- Страница -
┏━━
Функционирует при финансовой поддержке Министерства цифрового развития, связи и массовых коммуникаций Российской Федерации

Регион
8 сентября 2016, 08:37

Сироты блокады

Сначала снаряды просвистели над колонной грузовиков-полуторок. Потом прогремел взрыв — земля посреди дороги будто разверзлась, сверкнул алый клубок пламени, и к сумеречным небесам устремился исполинский столб чёрного дыма. Оглушающий, огненный рёв перекрыл все звуки вокруг: дробь раскалённого металла по тонкой обшивке машин, звон выбитого стекла на мостовой, предсмертные стоны убитых, вопли раненых.

Мир будто сузился до размеров появляющихся то тут, то там воронок и разлетающихся от них осколков. Ухало и бахало, рвало землю, воздух и людей вокруг единственного работающего в городе вокзала — Финляндского. Фашист знал, куда бить. Когда обстрел закончился, над предрассветным Ленинградом на мгновение воцарилась тишина. Весь мир будто замер. Лишь струйка крови вытекала из изуродованной кабины одной из полуторок колонны: кап-кап-кап — на асфальте уже начала скапливаться бордовая лужа.

В выбитой глазнице бокового окна машины поскуливала женщина с грудным ребёнком на руках — пелёнки и крошечное байковое одеяльце малыша уже тоже стали бордовыми. Давясь кровью, мать пыталась убаюкать бьющегося в истерике ребёнка, но вместо слов изо рта женщины вылетало что-то нечленораздельное. Осколок пробил ей щёку, устроив во рту месиво из крови, обрывков плоти и раздробленных зубов. Язык чудом не пострадал.

И вдруг город снова начал наполняться звуками: "На помощь! Сестра! Санитары! Детей на вокзал и в поезд! Живо! Раненых в госпиталь! Убитых не трогать! Быстрее!".
┗━━
- Сохранённые данные -
┏━━
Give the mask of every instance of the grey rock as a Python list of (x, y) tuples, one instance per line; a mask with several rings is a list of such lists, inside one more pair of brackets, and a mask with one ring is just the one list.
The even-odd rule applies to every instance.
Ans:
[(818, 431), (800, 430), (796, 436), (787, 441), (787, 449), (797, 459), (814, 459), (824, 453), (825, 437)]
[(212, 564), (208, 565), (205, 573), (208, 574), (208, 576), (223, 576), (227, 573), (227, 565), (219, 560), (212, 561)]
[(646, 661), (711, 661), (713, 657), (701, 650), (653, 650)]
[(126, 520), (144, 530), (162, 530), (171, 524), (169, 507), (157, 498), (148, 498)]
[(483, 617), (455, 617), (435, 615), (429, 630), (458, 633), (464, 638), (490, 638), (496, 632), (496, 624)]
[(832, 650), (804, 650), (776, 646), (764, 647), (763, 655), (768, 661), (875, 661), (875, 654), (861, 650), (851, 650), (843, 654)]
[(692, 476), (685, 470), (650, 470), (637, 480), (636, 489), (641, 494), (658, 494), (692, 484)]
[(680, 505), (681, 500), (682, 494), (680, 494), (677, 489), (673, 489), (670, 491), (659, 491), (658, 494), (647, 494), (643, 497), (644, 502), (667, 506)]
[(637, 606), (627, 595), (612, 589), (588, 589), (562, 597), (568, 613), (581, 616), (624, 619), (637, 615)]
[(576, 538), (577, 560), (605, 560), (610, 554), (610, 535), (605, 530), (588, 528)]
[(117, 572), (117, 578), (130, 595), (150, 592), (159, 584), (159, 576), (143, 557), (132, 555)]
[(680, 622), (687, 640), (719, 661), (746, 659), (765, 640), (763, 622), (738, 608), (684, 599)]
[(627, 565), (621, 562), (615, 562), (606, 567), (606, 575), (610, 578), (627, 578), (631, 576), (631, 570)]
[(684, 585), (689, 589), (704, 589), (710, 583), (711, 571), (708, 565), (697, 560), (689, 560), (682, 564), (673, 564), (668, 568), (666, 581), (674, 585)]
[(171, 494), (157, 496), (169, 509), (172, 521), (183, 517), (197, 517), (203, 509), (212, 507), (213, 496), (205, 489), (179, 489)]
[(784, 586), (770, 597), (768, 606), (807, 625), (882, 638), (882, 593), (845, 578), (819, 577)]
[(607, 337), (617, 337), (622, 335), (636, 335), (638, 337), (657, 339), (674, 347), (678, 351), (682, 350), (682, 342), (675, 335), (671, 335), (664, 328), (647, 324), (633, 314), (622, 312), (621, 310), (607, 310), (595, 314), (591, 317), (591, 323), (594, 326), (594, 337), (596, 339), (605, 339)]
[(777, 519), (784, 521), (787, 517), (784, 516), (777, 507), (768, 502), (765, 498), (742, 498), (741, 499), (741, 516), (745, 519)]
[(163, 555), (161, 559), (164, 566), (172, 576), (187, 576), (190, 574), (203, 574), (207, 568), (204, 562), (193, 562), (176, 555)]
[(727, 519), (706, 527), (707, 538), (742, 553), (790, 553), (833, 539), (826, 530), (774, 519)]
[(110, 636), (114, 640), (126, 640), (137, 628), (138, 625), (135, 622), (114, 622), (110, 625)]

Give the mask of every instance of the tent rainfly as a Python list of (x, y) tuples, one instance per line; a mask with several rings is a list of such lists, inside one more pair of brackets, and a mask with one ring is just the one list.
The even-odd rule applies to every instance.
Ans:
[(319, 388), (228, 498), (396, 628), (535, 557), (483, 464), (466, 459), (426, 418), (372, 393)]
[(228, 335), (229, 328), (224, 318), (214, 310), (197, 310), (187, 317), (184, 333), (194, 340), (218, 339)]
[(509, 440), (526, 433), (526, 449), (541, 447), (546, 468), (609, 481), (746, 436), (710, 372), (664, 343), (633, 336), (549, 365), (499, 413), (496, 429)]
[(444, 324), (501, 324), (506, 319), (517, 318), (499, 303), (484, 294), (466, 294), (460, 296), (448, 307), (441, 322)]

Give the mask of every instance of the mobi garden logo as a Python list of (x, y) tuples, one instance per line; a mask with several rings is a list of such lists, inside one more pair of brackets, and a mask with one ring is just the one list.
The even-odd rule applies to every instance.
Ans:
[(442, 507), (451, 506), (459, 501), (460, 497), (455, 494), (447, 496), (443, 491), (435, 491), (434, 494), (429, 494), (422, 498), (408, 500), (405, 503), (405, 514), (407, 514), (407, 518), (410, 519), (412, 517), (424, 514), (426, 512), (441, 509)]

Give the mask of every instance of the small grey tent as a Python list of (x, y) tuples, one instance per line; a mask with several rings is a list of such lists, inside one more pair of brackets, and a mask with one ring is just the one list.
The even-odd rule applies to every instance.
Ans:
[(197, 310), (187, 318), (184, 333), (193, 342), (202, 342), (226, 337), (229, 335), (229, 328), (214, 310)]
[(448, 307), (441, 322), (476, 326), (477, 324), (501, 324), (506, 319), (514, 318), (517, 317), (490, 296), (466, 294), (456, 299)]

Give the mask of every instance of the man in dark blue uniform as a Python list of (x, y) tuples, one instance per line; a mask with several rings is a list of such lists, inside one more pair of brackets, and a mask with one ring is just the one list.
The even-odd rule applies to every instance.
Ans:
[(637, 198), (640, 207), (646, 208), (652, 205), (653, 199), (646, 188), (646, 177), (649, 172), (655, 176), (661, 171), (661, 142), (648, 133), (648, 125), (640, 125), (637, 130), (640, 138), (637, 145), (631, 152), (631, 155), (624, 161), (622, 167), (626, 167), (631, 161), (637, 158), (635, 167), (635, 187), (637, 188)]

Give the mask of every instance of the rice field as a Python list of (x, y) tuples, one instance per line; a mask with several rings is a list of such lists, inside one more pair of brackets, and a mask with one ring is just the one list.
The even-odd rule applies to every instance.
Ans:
┗━━
- Указания и требования -
Какой вокзал, согласно тексту о блокаде Ленинграда, был единственным работающим в городе? Приведённые выше данные не понадобятся.

- Результат выполнения -
Финляндский вокзал.